**Text under study:**
---

Some years ago when I knew for sure I was leaving my job I held for nearly thirty years, I started to focus not so much on what was next as much as how fast, how so very fast it all went, and I realized that about the same amount of time to come would put me at nearly ninety years old.

I cleaned out my office—slowly at first, then with much more indifference. I carried piles of books to a common table in the building’s lobby, I moved file cabinets and other useless furniture into a storage area for someone else to claim and configure to their job the way we do with all things in our lives—we mold them to fit in the corners of our growth and accomplishments. Yeah, I was done with all of it.

And outside my office I took down all announcements and office hours and lists of readings from my bulletin board so that all that was left was black construction paper. It looked clean, like a slate, and I absolutely loved the metaphor of it all, but I also thought I should take a piece of chalk and write in some demanding font, “Outta here.”

Instead, I typed up a favorite saying of mine, “Life is really simple, but we insist on making it complicated,” by Confucius. I stapled it to the middle of the board, smiled, and went about my business of unraveling three decades and finding my way to that diversion Frost wrote about with such eloquence.  

Next to my office was a classroom, and students often leaned against the wall (and my door) while waiting for another class to empty before entering. A few noticed the saying and commented to me when I returned to my office. “I like it,” one woman commented, “because it makes me think about it.” I liked that. I wish she had been one of my students.

The following week I added another quote to the board. This time Lao Tzu, one of my absolute favorites: “If you don’t change directions, you may end up where you are going.” Just stapling that to the board punctured a ball of emotion that spilled out across the rest of that day. How many times have I preached, I thought, about the dangers of getting caught in the currents and letting the world around us carry us through instead of pulling ourselves out of the stream and deciding for ourselves where we are going? Students had the same reaction, and I know they were wondering just who is it that decided going to college right then was the right thing to do. Often there is absolutely nothing wrong with where we are going; this is not a rebellious statement, I don’t think. I believe Lao was just indicating it can’t hurt to get a glimpse of what’s ahead every once in a while to see if you really are okay with the path you’re on.

---

Collected data

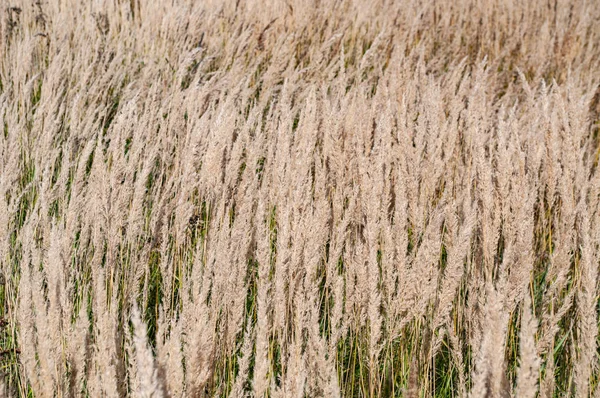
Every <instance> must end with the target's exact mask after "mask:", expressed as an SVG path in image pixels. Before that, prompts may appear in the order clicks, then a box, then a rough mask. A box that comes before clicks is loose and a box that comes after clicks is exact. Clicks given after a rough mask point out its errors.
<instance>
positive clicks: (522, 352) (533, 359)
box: [515, 294, 540, 397]
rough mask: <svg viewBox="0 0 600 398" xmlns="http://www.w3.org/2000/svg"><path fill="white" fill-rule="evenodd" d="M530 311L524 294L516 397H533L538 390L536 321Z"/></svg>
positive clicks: (519, 345)
mask: <svg viewBox="0 0 600 398" xmlns="http://www.w3.org/2000/svg"><path fill="white" fill-rule="evenodd" d="M531 311H532V307H531V297H530V296H529V294H525V300H524V303H523V309H522V314H521V330H520V336H519V352H520V356H521V360H520V364H519V372H518V375H517V390H516V392H515V393H516V396H517V397H535V396H536V394H537V389H538V387H537V384H538V378H539V377H538V375H539V367H540V360H539V358H538V355H537V349H536V343H535V334H536V331H537V319H536V318H535V315H534V314H533V313H532V312H531Z"/></svg>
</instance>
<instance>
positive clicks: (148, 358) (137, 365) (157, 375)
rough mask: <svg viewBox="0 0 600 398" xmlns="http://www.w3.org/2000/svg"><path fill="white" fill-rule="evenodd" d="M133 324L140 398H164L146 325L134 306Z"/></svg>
mask: <svg viewBox="0 0 600 398" xmlns="http://www.w3.org/2000/svg"><path fill="white" fill-rule="evenodd" d="M131 320H132V324H133V331H134V338H133V341H134V345H135V360H134V364H135V367H136V371H135V374H136V377H137V380H136V387H137V388H136V391H135V394H136V395H137V396H140V397H162V396H163V394H162V391H161V388H160V385H159V383H158V374H157V369H156V366H155V363H154V357H153V355H152V350H151V348H150V347H149V346H148V337H147V334H146V325H144V323H143V321H142V319H141V317H140V311H139V310H138V309H137V306H135V305H134V307H133V310H132V317H131Z"/></svg>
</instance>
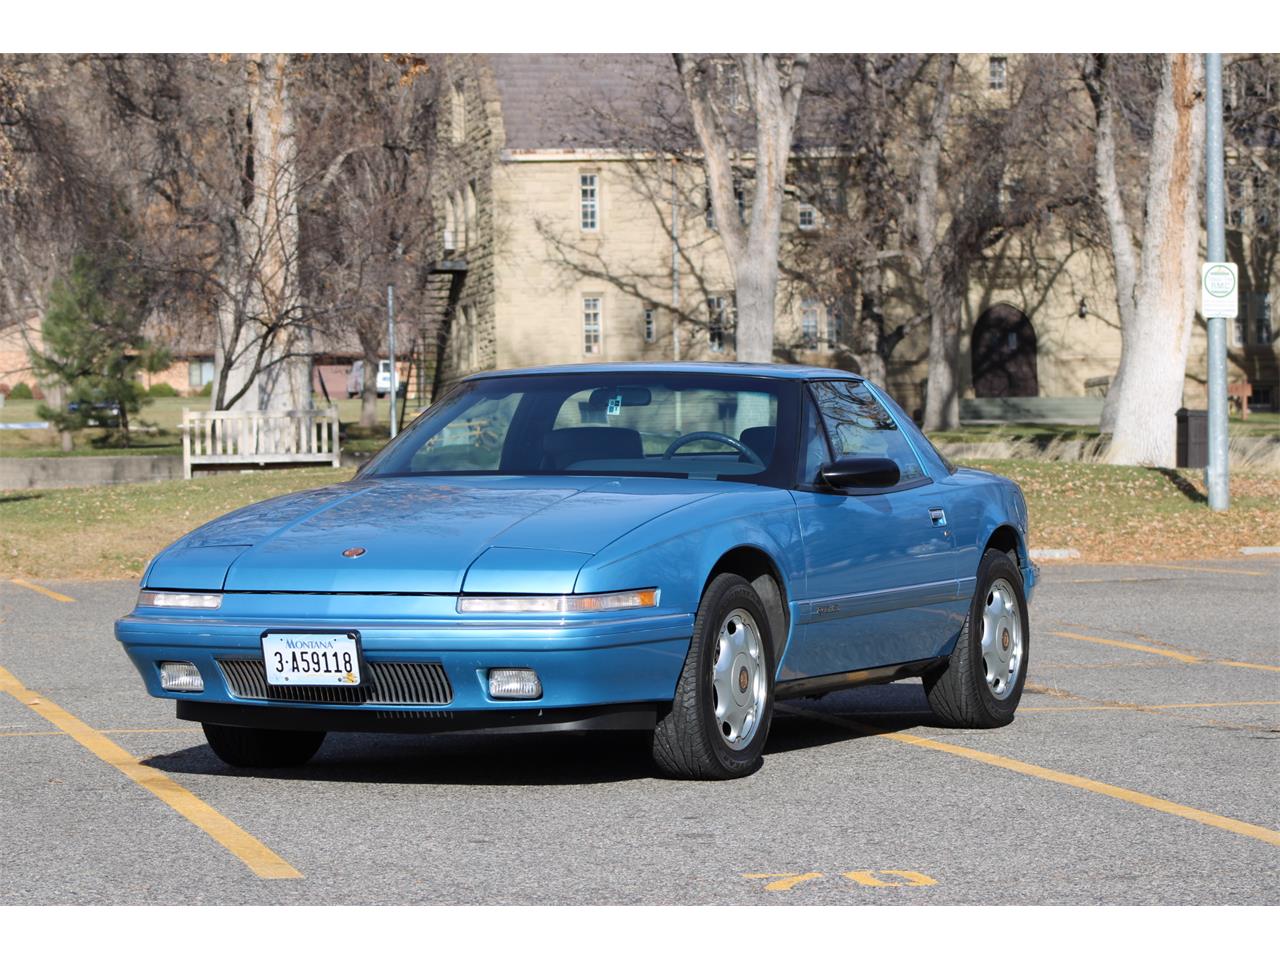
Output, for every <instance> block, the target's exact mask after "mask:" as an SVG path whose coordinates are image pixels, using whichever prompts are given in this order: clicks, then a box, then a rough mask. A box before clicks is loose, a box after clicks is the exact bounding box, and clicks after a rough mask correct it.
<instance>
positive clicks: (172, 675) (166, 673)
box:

---

**What you will do:** Change "classroom" to "lecture hall" in the part of the passage about leaving a long-held job that opens with "Instead, I typed" and closes with "of my students.", then give that part in full.

**Worked solution:**
Instead, I typed up a favorite saying of mine, “Life is really simple, but we insist on making it complicated,” by Confucius. I stapled it to the middle of the board, smiled, and went about my business of unraveling three decades and finding my way to that diversion Frost wrote about with such eloquence.  

Next to my office was a lecture hall, and students often leaned against the wall (and my door) while waiting for another class to empty before entering. A few noticed the saying and commented to me when I returned to my office. “I like it,” one woman commented, “because it makes me think about it.” I liked that. I wish she had been one of my students.